- **Qué hacer**
**A.** Convierte en una lista breve el párrafo del artículo sobre Wagner que empieza por «Cerca de allí, en la Verde Colina», conservando sus datos principales.
**B.** Reproduce sin cambios el fragmento del artículo sobre Wagner que comienza en "El director de" y termina en "haber llegado tarde.".

- **Artículo fuente**
<<<<

El Mundo: Wagner y el despertar de los sentidos

El Mundo

El director de orquesta narra el viaje que lo ha llevado hasta el estreno de ‘El oro del Rin’ en el Teatro Real

Con veintipocos años, fui becado para participar en el Festival de Verano para Jóvenes Artistas de Bayreuth. Fue una experiencia extraordinaria pero también un viaje a lo desconocido, pues hasta ese momento la música de Wagner no había ejercido una gran influencia en mí. Nada más poner un pie en la ciudad bávara fui a visitar la residencia del compositor. La famosa villa Wahnfried es la fusión de dos conceptos: Wahn, que se traduce como «locura», y Friede, que quiere decir «paz». Había leído tanto sobre Wagner en los últimos meses que no pude evitar emocionarme al descubrir en uno de los jardines de la casa las tumbas del compositor y de su mujer, Cosima Liszt. Por un momento, me invadió la extraña sensación de haber llegado tarde.

Cerca de allí, en la Verde Colina donde Wagner mandó levantar un teatro a la medida de sus óperas, tuve mi primer contacto con la Tetralogía. Cada verano, las óperas de Wagner convocan en el Festival Bayreuth a melómanos de todo el mundo que pueden llegar a esperar varios años para conseguir una entrada a precio de infarto. Yo tuve la suerte de que la organización del festival me obsequiara con la última butaca del gallinero para presenciar una función de El oro del Rin que nunca olvidaré. Fue la primera ópera de Wagner que vi y será el segundo título del compositor que dirija en el Teatro Real. Han pasado casi dos décadas desde aquel primer acercamiento al prólogo de la Tetralogía, pero ya no me angustia el tiempo transcurrido.

>>>>

- **Extracto del material**
<<<<

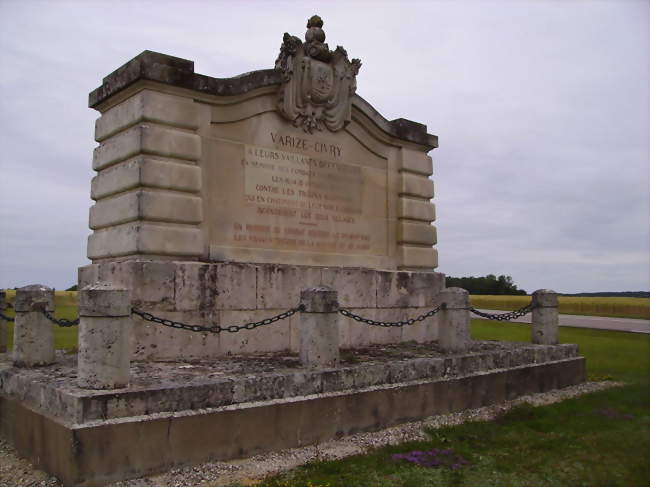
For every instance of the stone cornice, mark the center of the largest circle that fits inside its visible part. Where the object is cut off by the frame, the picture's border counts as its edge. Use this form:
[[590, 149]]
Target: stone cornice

>>>>

- **Respuestas**
**A.**
- En la Verde Colina, cerca de la villa Wahnfried, Wagner mandó levantar un teatro a la medida de sus óperas. Allí llegó el primer contacto con la Tetralogía.
- Cada verano, el Festival de Bayreuth reúne a melómanos de todo el mundo, que pueden esperar varios años para conseguir una entrada carísima.
- La organización del festival le regaló la última butaca del gallinero para ver una función de El oro del Rin.
- Fue la primera ópera de Wagner que vio y será el segundo título del compositor que dirija en el Teatro Real.
- Han pasado casi dos décadas desde entonces, pero el tiempo transcurrido ya no le angustia.

**B.**
El director de orquesta narra el viaje que lo ha llevado hasta el estreno de ‘El oro del Rin’ en el Teatro Real

Con veintipocos años, fui becado para participar en el Festival de Verano para Jóvenes Artistas de Bayreuth. Fue una experiencia extraordinaria pero también un viaje a lo desconocido, pues hasta ese momento la música de Wagner no había ejercido una gran influencia en mí. Nada más poner un pie en la ciudad bávara fui a visitar la residencia del compositor. La famosa villa Wahnfried es la fusión de dos conceptos: Wahn, que se traduce como «locura», y Friede, que quiere decir «paz». Había leído tanto sobre Wagner en los últimos meses que no pude evitar emocionarme al descubrir en uno de los jardines de la casa las tumbas del compositor y de su mujer, Cosima Liszt. Por un momento, me invadió la extraña sensación de haber llegado tarde.